Would you quote every entry exactly, dropping only the pictures?
###
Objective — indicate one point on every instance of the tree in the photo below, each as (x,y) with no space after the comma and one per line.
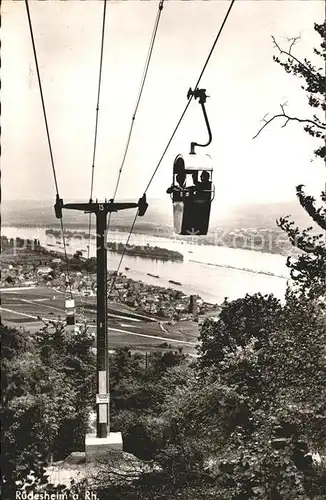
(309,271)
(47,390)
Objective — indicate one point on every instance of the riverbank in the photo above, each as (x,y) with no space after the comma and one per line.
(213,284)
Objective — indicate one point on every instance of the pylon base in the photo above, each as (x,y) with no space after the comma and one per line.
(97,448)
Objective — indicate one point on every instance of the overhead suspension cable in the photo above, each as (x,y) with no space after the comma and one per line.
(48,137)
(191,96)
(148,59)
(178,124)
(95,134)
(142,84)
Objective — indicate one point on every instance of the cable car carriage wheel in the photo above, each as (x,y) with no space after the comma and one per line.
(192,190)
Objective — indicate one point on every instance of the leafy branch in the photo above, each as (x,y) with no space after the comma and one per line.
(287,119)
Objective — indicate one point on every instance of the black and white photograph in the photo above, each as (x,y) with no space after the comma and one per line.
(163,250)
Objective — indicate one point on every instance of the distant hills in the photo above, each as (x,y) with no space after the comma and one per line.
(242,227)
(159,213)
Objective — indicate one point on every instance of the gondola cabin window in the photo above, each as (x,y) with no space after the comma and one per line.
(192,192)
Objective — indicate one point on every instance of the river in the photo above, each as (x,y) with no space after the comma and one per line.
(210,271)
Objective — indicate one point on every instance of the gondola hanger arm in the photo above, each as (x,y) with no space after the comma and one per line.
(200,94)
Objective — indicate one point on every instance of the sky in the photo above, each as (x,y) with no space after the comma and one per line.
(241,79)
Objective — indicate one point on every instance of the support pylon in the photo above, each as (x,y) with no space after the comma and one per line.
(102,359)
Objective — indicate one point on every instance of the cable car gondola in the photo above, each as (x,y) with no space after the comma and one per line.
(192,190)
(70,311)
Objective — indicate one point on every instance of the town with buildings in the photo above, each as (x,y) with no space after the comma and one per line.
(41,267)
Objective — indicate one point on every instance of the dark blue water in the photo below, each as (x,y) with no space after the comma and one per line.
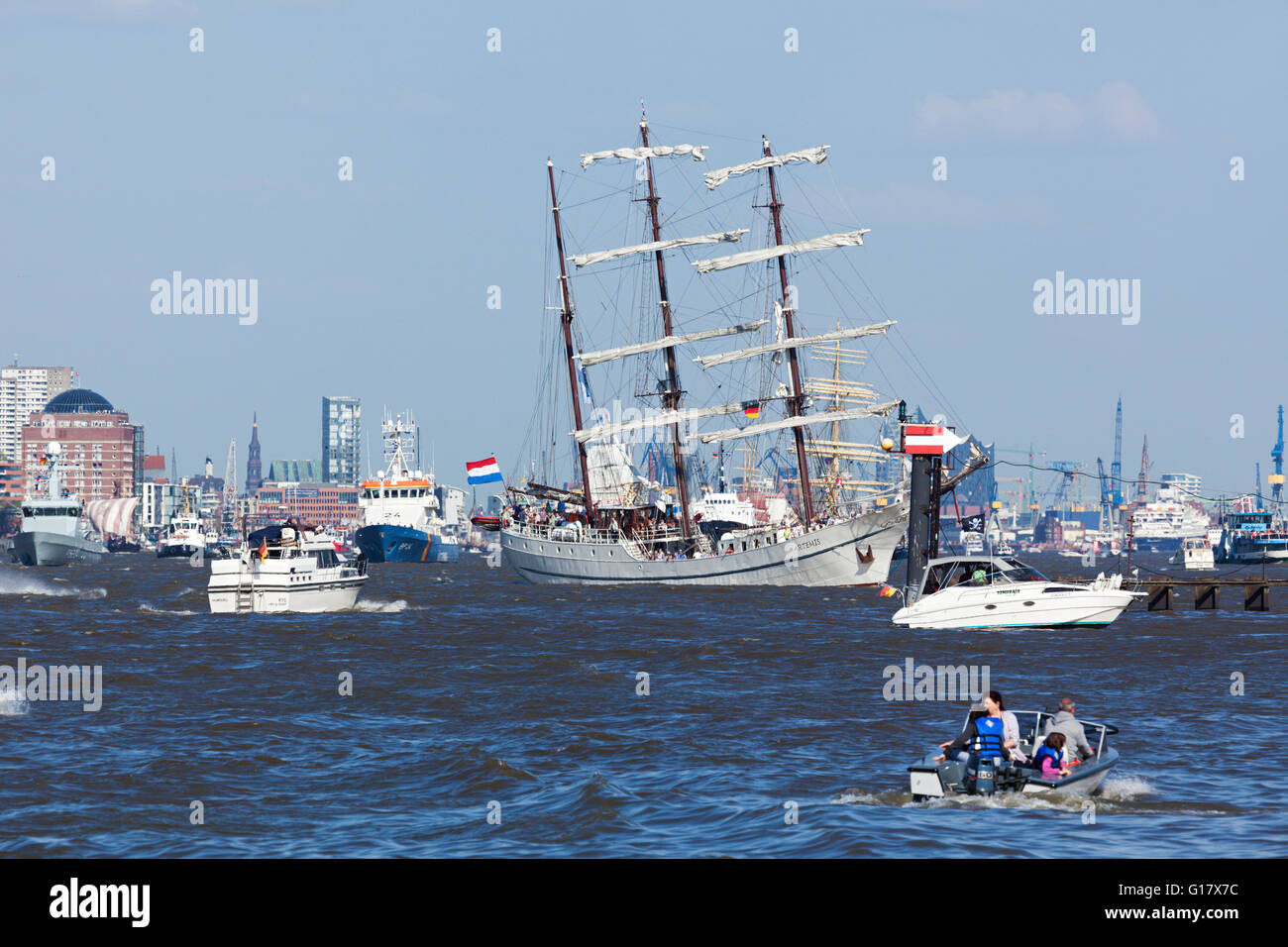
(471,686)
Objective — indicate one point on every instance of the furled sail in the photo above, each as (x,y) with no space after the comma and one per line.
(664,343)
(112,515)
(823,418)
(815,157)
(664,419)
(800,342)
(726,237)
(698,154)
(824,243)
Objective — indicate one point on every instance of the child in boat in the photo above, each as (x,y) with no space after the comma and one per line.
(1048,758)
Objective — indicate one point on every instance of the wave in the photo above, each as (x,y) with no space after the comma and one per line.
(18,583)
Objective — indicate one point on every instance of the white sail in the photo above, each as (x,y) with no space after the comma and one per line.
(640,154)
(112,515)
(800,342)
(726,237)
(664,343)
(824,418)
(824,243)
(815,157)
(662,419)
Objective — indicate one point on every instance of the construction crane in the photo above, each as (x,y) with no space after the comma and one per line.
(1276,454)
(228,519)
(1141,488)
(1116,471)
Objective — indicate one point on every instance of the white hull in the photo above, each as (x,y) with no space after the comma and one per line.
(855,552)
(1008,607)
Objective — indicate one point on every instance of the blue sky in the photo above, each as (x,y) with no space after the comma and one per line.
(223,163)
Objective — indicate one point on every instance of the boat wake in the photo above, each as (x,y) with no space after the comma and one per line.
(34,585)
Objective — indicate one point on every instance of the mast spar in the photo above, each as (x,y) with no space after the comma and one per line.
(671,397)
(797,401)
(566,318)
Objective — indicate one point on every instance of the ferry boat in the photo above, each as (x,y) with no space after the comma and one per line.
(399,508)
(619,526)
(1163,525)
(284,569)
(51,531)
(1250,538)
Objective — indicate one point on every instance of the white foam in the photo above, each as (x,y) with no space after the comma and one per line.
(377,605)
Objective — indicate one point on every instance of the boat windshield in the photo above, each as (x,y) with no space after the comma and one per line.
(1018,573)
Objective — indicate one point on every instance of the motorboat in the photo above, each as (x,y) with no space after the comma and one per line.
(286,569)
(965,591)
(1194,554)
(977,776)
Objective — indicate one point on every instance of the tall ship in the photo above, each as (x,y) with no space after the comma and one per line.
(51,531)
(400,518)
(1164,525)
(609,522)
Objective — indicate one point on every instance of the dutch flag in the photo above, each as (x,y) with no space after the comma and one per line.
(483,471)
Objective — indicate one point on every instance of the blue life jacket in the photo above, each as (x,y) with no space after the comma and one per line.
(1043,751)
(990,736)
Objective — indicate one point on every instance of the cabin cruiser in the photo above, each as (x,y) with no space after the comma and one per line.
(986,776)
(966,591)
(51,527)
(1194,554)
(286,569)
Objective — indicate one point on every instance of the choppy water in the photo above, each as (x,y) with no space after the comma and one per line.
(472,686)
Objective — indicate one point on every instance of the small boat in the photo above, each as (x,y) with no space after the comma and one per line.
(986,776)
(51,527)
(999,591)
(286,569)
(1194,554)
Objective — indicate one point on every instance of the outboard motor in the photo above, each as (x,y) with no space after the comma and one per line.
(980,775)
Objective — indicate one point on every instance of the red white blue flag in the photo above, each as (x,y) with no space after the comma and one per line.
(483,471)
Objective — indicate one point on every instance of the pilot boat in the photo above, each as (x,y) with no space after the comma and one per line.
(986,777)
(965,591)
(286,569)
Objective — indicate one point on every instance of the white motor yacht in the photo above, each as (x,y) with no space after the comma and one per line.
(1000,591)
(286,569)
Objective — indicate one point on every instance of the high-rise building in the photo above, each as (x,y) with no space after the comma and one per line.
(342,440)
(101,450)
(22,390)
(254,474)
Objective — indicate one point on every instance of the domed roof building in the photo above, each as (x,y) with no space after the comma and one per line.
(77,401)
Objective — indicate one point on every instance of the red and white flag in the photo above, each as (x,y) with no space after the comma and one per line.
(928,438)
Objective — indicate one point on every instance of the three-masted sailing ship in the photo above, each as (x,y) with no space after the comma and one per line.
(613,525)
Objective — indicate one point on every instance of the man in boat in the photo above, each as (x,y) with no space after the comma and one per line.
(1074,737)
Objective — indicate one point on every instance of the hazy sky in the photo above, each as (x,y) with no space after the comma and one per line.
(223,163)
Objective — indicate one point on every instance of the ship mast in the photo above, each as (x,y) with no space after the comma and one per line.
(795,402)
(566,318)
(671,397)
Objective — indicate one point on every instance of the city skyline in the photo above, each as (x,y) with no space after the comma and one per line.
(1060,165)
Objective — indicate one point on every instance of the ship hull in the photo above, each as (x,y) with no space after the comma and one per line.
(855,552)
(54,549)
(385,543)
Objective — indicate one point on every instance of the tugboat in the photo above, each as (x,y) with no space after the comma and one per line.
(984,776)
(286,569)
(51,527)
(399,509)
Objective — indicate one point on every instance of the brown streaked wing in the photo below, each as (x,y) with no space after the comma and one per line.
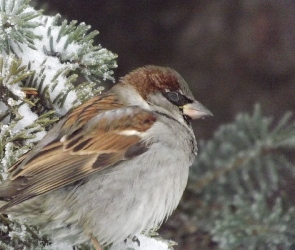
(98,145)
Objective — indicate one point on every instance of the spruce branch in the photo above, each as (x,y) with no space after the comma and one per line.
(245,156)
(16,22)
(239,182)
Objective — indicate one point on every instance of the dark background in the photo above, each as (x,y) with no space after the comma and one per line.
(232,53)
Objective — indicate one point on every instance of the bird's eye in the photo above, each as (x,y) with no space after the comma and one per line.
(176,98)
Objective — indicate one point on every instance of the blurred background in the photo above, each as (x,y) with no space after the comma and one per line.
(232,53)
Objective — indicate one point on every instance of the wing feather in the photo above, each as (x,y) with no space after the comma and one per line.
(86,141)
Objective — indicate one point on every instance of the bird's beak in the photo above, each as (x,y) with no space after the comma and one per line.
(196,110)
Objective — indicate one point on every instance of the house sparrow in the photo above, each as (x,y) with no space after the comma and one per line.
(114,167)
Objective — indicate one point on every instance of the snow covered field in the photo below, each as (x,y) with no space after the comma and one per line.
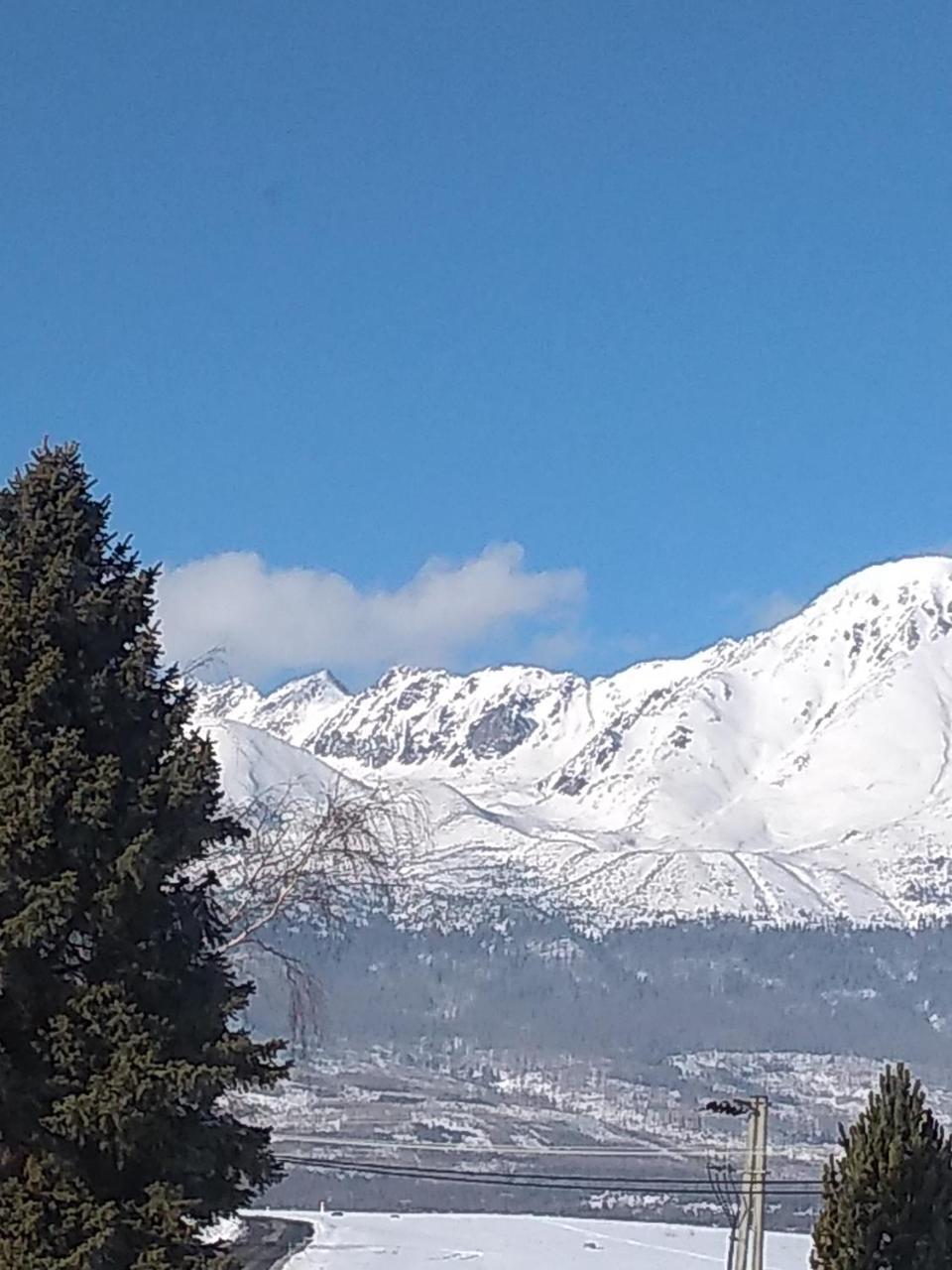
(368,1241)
###
SOLUTION TO THE EXERCISE -
Objective — indicate one point on every instance of the tree in the photo below, each as (x,y) with no space after the comma and one per line.
(309,271)
(47,390)
Objective — indicate one point on every instance of the riverbank in the photo above, each as (x,y) with no space after the comma and one per line.
(213,284)
Objective — indicate one point on every instance of the pylon base in the photo above, each as (x,y) with no space after the comma and one per line.
(97,448)
Objective — indicate one point on every instance of the overhead suspension cable in the photo above, each as (x,y) with no space after the comma and one per line.
(48,137)
(191,96)
(148,59)
(178,124)
(95,134)
(142,84)
Objective — indicate one point on every instance of the cable car carriage wheel in the photo above, each as (x,y) with no space after the comma and one per line.
(192,190)
Objective — indicate one point on every instance of the leafy branch in the photo above, each as (x,y) with no space after the comma and one per line.
(287,119)
Objective — indicate one point on every instance of the black and white photograph in the photo above, each as (x,y) with no space after the comma and one per line.
(163,250)
Objective — indicate one point on every instance of the distant hills in the photo above, each as (x,y) with no space after the comma and one per line.
(242,227)
(159,213)
Objective — indicate one point on every instance of the gondola cabin window in the photo above, each as (x,y) with no space after the comma and one per line.
(192,192)
Objective — indicate one point on every instance of the river in the photo above, each as (x,y) with no space after the comma and one per line.
(210,271)
Objective — indicate one point on every instance of the gondola hanger arm in the photo above, each as (x,y) with no space after the comma and one per line.
(200,94)
Objective — indicate one point on every instance of the sky in the photo above, each as (x,y) with no space after the comma and one per line.
(241,79)
Objective — indicate one point on every instance of the support pylon in the photo above, each as (x,y) with no space after the comma and one per line.
(102,359)
Objective — indicate one point on every instance of the cable car gondola in the photo above, each as (x,y) with no space after the comma and one per line.
(192,190)
(70,311)
Objective — indicate one point on every instance of the town with buildings in the photo above, each as (x,y) with no space after the comma and one per line.
(41,267)
Objective — indicate one point on every instance of the dark blue water in the photo below, each as (x,y) with no space after the comma and one per line.
(471,686)
Objective — indicate one point on every instance of the furled sail in the photo above, each as (x,y) with no space after the comma and one per line.
(664,343)
(112,515)
(823,418)
(815,157)
(664,419)
(800,342)
(726,237)
(698,154)
(824,243)
Objective — indicate one point on every instance of the child in boat in the photo above, each as (x,y) with no space after the comma and one per line.
(1048,758)
Objective — indicate one point on every instance of the wave in the photo above, each as (x,y) with no space after the comma and one per line.
(18,583)
Objective — indicate one point on every instance of the white sail in the photo above, each as (x,y) with no space after the comma and one per line.
(640,154)
(112,515)
(800,342)
(726,237)
(664,343)
(824,418)
(824,243)
(815,157)
(662,419)
Objective — indicate one point on every instance of the construction crane in the photo above, each as (x,y) with no space after the comma and one per line.
(1276,454)
(228,519)
(1141,488)
(1116,471)
Objective — indicate one point on every instance of the white hull in the photo above, each as (x,y) with no space after the comma and one per line.
(855,552)
(1008,607)
Objective — indicate one point on every instance of the blue sky in the photo above, each as (x,y) with no space after the comma and one per line.
(223,163)
Objective — indicate one point on every instance of the boat wake in the photo above, each as (x,y) with no space after the comma and one per line.
(34,585)
Objective — indicate one point on every instance of the mast spar in the photo above, each as (x,y) with no space after the comma and one per line.
(671,397)
(797,401)
(566,318)
Objective — indicate one point on every instance of the ferry boat in the photo above, each as (x,y) with no space after the comma and one per line.
(399,508)
(619,526)
(1163,525)
(284,569)
(51,531)
(1250,538)
Objective — indicate one point on every instance of the white foam in the photo above, each as (x,y) with no space after the comma and one per line.
(377,605)
Objective — indicate one point on every instance of the boat windshield in the photo above, each as (x,y) with no space after the comma and one per line.
(1018,573)
Objective — indicate one point on every instance of the motorboat in the photo above, each as (x,y) with no space after the comma and one per line.
(286,569)
(965,591)
(1194,554)
(977,776)
Objective — indicate one point on every instance of the tall ship in the photo above, each as (x,y) with no space after the comma and one per line.
(51,531)
(400,518)
(1164,525)
(609,522)
Objective — indicate one point on every instance of the dutch flag in the photo above, each as (x,y) with no space after the comma and one per line.
(483,471)
Objective — indicate one point on every instance of the blue life jacket in the photo above, each as (x,y) with no space after the comma and one per line.
(1043,751)
(990,736)
Objective — indicate one point on every instance of the cabin cruiser in the photo above, each as (x,y) with no space after the comma and one per line.
(986,776)
(966,591)
(51,527)
(1194,554)
(286,569)
Objective — indicate one point on every instance of the choppy water in the photo above, each as (x,y) with no space after the comma and one per line.
(472,686)
Objective — indicate one point on every instance of the small boat in the photo above, each as (x,y) with no space after the comma and one per line.
(986,776)
(51,527)
(999,591)
(286,569)
(1194,554)
Objective — indicate one point on every instance of the outboard motor in the photo above, each as (x,y) with no space after the comma and one per line.
(980,775)
Objective — indicate one point on every instance of the red white blue flag in the photo above, each as (x,y) with no space after the comma and one per line.
(483,471)
Objective — indicate one point on every instance of the pilot boat in the photo above, each as (x,y) with no space after the comma and one per line.
(986,777)
(965,591)
(286,569)
Objective — indicate one point on every instance of the white motor yacht in the photo above, each as (x,y) with no space after the comma and one per line.
(1000,591)
(286,569)
Objective — indicate one point on every instance of the high-rise building in the photo above, each as (x,y) with no space after the comma and one per line.
(342,440)
(101,450)
(22,390)
(254,474)
Objective — indicate one point on every instance of the domed roof building in the photo above, each as (x,y) with no space after the comma and one per line.
(77,401)
Objective — indicate one point on every instance of the red and white flag in the photo above, each as (x,y) with no space after the comma and one per line.
(928,438)
Objective — indicate one point on every instance of the three-masted sailing ship in the photo above, each as (x,y) with no space after the comma and one per line.
(613,525)
Objective — indicate one point on every instance of the man in boat in the photo above, each as (x,y) with no space after the comma and one per line.
(1074,737)
Objective — indicate one point on every instance of the hazy sky in the photo above, each as (x,y) with no space after the comma and one per line.
(223,163)
Objective — indicate one point on every instance of the ship mast in the photo above, each as (x,y) with no space after the comma and one per line.
(795,402)
(566,318)
(671,397)
Objective — indicate one point on every instance of the city skyline in the photo above, each as (x,y) with no space after the comma and one per line.
(1060,165)
Objective — indicate one point on every instance of the ship hull in the photo above, each as (x,y) with no space after the comma and one per line.
(855,552)
(54,549)
(385,543)
Objective — indicate one point on every instance of the tugboat in the photo above, each as (x,y) with no space after the comma and one per line.
(984,776)
(286,569)
(51,527)
(399,509)
Objective — indicate one point on every instance of the brown streaked wing in the photo below, each as (x,y) with no space after the comma and one per line.
(98,145)
Objective — indicate one point on every instance of the spruce branch in the photo above, each as (x,y) with no space after the comma and one per line.
(245,156)
(16,22)
(239,182)
Objective — indicate one point on every instance of the dark background in the photo above, each as (x,y) with no space after the comma and one per line.
(232,53)
Objective — indicate one point on every instance of the bird's eye in the photo above, each as (x,y) with no space after the comma and one per line.
(176,98)
Objective — indicate one point on every instance of the blurred background in the photo above, each as (x,y) with no space after the comma and one per line.
(232,53)
Objective — indicate one point on every instance of the wing feather in the photo above, each as (x,y) with no space after the comma and one per line.
(86,141)
Objective — indicate one point on every instance of the bird's beak in the photo above, each as (x,y) with no space after the comma and one per line.
(196,110)
Objective — indicate one point on every instance of the house sparrow in the photo above, each as (x,y) with no space after the comma and one per line.
(114,167)
Objective — indicate one point on every instance of the snow covered field in the photo below, each as (x,y) with no space after the comma and one per line.
(368,1241)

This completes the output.